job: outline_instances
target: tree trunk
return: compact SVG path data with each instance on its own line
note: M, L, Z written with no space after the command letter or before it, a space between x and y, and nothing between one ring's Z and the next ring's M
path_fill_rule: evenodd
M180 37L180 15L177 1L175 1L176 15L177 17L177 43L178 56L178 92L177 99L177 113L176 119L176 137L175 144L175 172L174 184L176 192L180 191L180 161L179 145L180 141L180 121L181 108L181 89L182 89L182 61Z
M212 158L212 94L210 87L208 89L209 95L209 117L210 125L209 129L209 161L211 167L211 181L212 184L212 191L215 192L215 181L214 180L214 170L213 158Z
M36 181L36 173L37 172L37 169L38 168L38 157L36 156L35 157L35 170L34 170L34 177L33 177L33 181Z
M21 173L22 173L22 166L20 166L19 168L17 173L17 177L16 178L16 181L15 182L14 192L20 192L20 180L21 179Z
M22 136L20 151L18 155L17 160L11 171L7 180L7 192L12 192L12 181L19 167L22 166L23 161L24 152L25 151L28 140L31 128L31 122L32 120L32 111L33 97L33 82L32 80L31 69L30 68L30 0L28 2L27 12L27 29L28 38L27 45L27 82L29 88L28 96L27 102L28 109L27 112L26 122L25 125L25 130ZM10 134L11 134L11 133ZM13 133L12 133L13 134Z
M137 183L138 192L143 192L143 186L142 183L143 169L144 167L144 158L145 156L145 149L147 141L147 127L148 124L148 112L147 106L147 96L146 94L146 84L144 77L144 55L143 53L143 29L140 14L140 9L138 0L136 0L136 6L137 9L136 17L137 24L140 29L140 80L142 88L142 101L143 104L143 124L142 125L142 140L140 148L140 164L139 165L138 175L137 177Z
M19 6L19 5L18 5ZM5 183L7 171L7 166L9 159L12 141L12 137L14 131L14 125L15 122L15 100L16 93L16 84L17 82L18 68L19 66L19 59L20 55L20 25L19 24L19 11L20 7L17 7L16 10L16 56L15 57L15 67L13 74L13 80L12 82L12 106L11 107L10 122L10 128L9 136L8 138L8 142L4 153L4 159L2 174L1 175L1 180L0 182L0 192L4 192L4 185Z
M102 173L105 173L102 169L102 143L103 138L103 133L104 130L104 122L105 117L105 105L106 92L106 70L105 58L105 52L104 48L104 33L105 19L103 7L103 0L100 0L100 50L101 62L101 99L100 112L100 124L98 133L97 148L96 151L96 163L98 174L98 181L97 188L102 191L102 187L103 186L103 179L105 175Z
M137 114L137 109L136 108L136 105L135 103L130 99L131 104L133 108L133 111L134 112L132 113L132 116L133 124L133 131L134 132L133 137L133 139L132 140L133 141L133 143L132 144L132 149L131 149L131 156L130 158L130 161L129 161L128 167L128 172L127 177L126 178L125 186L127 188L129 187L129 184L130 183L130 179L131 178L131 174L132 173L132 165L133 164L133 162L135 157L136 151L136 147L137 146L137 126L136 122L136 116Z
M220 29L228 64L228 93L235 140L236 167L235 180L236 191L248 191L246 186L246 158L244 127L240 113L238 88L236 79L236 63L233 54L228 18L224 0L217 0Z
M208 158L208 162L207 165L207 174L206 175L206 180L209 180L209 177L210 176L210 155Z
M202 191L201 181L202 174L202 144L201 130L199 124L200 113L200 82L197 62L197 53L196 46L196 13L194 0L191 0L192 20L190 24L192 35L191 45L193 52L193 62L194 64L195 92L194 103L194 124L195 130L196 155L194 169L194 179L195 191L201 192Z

*****

• _GIVEN EXERCISE_
Echo back everything from the first row down to the row containing "M137 183L138 192L143", both ends included, with every character unchanged.

• _ANSWER IN FULL_
job: outline_instances
target: tree trunk
return: compact SVG path data with each instance on its own line
note: M, L, Z written with no space after the command letter or before it, a space between x and y, and nothing between one ring's Z and the next ring's M
path_fill_rule: evenodd
M180 37L180 15L177 1L175 1L176 15L177 17L177 43L178 56L178 92L177 99L177 113L176 119L176 137L175 144L175 172L174 184L176 192L180 191L180 161L179 145L180 141L180 121L181 108L181 89L182 89L182 61Z
M212 158L212 94L210 87L208 89L209 95L209 117L210 125L209 129L209 161L211 167L211 181L212 184L212 191L215 192L215 181L214 180L214 170L213 158Z
M36 181L36 173L37 172L37 169L38 168L38 157L36 156L35 157L35 170L34 170L34 177L33 177L33 181Z
M21 173L22 173L22 166L20 166L19 168L17 173L17 177L16 178L16 181L15 182L14 192L20 192L20 180L21 179Z
M22 136L20 151L18 155L17 160L11 171L7 180L7 192L12 192L12 181L19 167L22 166L23 161L24 152L25 151L28 140L31 128L31 122L32 120L32 111L33 97L33 82L32 80L31 69L30 68L30 0L28 2L27 12L27 29L28 38L27 45L27 82L29 88L28 96L27 102L28 109L27 112L26 122L25 125L25 130ZM10 134L11 134L11 133ZM13 133L12 133L13 134Z
M137 183L138 192L143 192L143 186L142 183L143 169L144 167L144 158L145 156L145 149L147 141L147 127L148 124L148 112L147 106L147 96L146 94L146 84L144 77L144 55L143 53L143 29L140 14L140 9L138 0L136 0L136 6L137 9L136 17L137 24L140 29L140 80L142 88L142 101L143 104L143 124L142 125L142 140L140 148L140 164L139 165L138 175L137 177Z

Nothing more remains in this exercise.